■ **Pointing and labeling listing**
____________________

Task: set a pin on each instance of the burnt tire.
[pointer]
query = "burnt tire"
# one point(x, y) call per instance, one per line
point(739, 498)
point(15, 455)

____________________

■ **GIVEN EXERCISE**
Rewrite every line of the listing above, requests included, scaling each coordinate in the point answers by 0.75 and rounding to whole numbers, with halves rounded up.

■ **THE ANSWER**
Task: set a pin on each instance of the burnt tire.
[pointer]
query = "burnt tire"
# one point(x, y) call per instance, one per line
point(554, 374)
point(11, 341)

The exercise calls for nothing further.